Girit Mutfağı
Girit 1669 da Osmanlı hakimiyetine girmiştir. 1913 yılında ise Yunanistan'a ilhak edilmiştir. Bu nedenle yaklaşık 120 bin Türk nüfusu daha ziyade Ege ve Akdeniz kıyılarına göçerek yerleşmiştir.
Girit Türklerinin mutfağı tek cümle ile doğal beslenmeye dayanır.Temelinin otlar ve zeytinyağı oluşturur. Girit'lilerin çoğu sağlıklı ve uzun ömürlüdür. Girit sofrasını yeşil sofra olarak nitelemek mümkündür. Çünkü daima yeşillik vardır. Giritliler sofrada yeşillik yoksa sofraya oturmayız derler.

Görevler:
1) Girit mutfağı metninde "Girit Mutfağı" ifadesinden başlayıp "sofraya oturmayız derler." ifadesine kadar, bu ifade de dahil olmak üzere, olan kısmı hiç değiştirmeden yazdırın.
2) Aşağıdaki kayıtlarda "moss" kelimesini içeren bütün satırları toplayın.

Gösterilen Veriler:
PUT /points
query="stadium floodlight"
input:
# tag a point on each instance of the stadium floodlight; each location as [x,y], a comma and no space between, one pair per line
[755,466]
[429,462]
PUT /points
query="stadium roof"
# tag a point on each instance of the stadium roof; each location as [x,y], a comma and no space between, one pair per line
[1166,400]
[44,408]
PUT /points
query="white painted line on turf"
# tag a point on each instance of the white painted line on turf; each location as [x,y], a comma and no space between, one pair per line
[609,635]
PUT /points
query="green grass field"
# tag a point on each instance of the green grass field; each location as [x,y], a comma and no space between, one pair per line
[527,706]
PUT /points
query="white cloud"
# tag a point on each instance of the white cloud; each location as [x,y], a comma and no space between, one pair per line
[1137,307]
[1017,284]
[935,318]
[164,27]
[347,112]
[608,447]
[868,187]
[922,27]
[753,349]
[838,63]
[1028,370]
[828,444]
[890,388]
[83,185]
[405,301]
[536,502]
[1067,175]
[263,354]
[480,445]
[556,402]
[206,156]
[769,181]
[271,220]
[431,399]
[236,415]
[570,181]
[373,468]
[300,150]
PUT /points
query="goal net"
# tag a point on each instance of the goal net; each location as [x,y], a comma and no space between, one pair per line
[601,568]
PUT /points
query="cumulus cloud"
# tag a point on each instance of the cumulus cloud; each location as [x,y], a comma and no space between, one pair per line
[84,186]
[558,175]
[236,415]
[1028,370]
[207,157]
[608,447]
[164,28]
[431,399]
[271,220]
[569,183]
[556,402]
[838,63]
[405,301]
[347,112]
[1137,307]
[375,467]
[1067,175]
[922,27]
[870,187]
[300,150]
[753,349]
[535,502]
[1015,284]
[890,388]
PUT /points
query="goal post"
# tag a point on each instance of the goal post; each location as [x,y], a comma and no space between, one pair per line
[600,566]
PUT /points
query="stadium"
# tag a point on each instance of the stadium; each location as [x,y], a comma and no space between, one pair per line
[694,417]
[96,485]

--

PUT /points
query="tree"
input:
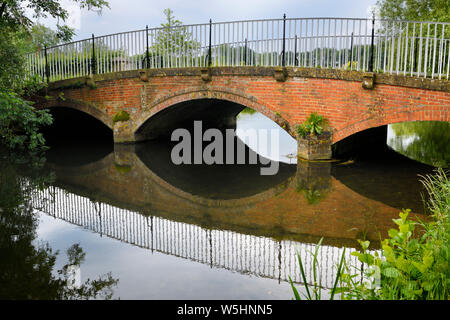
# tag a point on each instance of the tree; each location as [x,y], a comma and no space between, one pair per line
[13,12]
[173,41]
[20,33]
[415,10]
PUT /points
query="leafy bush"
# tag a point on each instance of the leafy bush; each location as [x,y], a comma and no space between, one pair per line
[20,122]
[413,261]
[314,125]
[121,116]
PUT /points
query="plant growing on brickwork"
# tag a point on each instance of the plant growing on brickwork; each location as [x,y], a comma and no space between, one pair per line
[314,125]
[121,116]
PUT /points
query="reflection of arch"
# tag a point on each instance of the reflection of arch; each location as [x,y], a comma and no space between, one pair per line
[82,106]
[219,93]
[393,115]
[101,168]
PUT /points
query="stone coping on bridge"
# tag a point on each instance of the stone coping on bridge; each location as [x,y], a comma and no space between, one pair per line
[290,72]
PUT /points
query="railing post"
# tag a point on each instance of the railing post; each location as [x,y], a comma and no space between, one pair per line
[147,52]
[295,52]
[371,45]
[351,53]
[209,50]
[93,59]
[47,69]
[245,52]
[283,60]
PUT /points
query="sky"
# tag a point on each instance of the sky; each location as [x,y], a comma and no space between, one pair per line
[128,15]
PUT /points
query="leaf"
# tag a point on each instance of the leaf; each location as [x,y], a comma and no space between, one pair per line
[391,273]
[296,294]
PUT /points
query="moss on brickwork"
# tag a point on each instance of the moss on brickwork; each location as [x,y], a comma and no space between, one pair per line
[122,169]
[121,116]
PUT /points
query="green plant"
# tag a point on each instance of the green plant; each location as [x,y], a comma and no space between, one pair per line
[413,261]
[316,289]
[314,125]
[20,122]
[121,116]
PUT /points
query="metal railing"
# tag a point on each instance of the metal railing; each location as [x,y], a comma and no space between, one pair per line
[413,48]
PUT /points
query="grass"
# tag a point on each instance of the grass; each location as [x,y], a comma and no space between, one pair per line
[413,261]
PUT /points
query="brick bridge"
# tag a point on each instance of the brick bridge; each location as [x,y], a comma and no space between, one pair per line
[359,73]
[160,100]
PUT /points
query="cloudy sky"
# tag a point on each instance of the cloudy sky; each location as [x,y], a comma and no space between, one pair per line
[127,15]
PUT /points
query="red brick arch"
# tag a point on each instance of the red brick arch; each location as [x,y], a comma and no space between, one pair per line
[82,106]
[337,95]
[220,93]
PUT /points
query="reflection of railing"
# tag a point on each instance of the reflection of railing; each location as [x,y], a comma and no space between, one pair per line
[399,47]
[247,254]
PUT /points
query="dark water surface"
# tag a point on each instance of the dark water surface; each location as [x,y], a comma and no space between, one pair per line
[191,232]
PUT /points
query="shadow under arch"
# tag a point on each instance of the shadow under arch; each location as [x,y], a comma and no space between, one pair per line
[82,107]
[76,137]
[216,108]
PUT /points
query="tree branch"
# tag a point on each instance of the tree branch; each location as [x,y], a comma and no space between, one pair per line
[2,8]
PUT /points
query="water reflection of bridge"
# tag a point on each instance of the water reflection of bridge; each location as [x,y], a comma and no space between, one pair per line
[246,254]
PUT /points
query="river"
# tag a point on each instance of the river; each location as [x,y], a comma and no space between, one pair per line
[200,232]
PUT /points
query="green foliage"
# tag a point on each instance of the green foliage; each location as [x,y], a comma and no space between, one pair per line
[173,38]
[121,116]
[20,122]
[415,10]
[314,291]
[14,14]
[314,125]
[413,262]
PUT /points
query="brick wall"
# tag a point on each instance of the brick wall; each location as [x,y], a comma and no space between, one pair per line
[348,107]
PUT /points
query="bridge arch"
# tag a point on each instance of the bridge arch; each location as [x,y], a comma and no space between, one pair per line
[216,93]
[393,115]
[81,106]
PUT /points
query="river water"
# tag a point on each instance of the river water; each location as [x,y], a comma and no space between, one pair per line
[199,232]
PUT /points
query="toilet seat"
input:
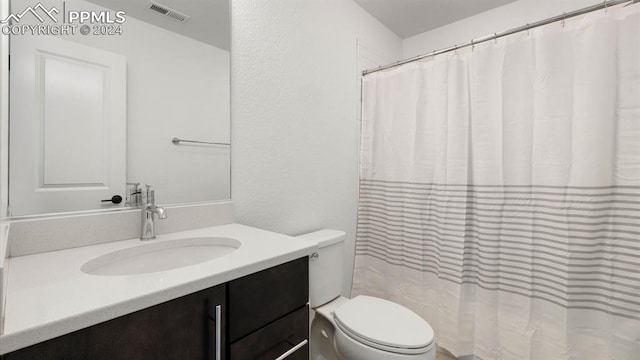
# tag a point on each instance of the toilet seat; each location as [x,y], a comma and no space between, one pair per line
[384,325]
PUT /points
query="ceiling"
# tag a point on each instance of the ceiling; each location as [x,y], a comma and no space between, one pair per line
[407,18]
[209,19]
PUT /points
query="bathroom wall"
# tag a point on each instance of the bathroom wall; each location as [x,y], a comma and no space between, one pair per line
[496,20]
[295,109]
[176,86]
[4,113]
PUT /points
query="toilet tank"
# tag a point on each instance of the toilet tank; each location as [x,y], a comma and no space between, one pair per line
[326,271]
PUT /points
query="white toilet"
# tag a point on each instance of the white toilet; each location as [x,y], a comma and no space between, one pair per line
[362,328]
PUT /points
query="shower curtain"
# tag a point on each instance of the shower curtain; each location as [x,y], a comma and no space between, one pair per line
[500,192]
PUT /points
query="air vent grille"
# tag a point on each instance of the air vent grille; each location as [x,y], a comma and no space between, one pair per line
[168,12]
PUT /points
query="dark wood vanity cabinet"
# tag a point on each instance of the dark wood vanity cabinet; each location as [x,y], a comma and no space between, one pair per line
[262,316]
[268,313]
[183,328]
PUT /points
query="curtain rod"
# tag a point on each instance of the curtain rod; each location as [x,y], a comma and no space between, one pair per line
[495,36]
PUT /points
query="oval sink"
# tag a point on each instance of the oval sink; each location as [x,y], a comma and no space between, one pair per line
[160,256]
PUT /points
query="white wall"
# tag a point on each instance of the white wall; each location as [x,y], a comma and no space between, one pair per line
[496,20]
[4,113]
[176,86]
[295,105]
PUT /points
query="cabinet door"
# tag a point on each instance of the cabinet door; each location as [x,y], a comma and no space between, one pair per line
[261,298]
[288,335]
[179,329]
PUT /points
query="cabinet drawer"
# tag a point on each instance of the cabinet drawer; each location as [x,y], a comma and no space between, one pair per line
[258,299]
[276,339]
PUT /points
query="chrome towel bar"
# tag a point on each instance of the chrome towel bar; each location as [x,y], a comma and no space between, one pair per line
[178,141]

Doğru Cevaplar:
1)
Girit Mutfağı
Girit 1669 da Osmanlı hakimiyetine girmiştir. 1913 yılında ise Yunanistan'a ilhak edilmiştir. Bu nedenle yaklaşık 120 bin Türk nüfusu daha ziyade Ege ve Akdeniz kıyılarına göçerek yerleşmiştir.
Girit Türklerinin mutfağı tek cümle ile doğal beslenmeye dayanır.Temelinin otlar ve zeytinyağı oluşturur. Girit'lilerin çoğu sağlıklı ve uzun ömürlüdür. Girit sofrasını yeşil sofra olarak nitelemek mümkündür. Çünkü daima yeşillik vardır. Giritliler sofrada yeşillik yoksa sofraya oturmayız derler.

2)
query="moss on brickwork"
# tag a point on each instance of the moss on brickwork; each location as [x,y], a comma and no space between, one pair per line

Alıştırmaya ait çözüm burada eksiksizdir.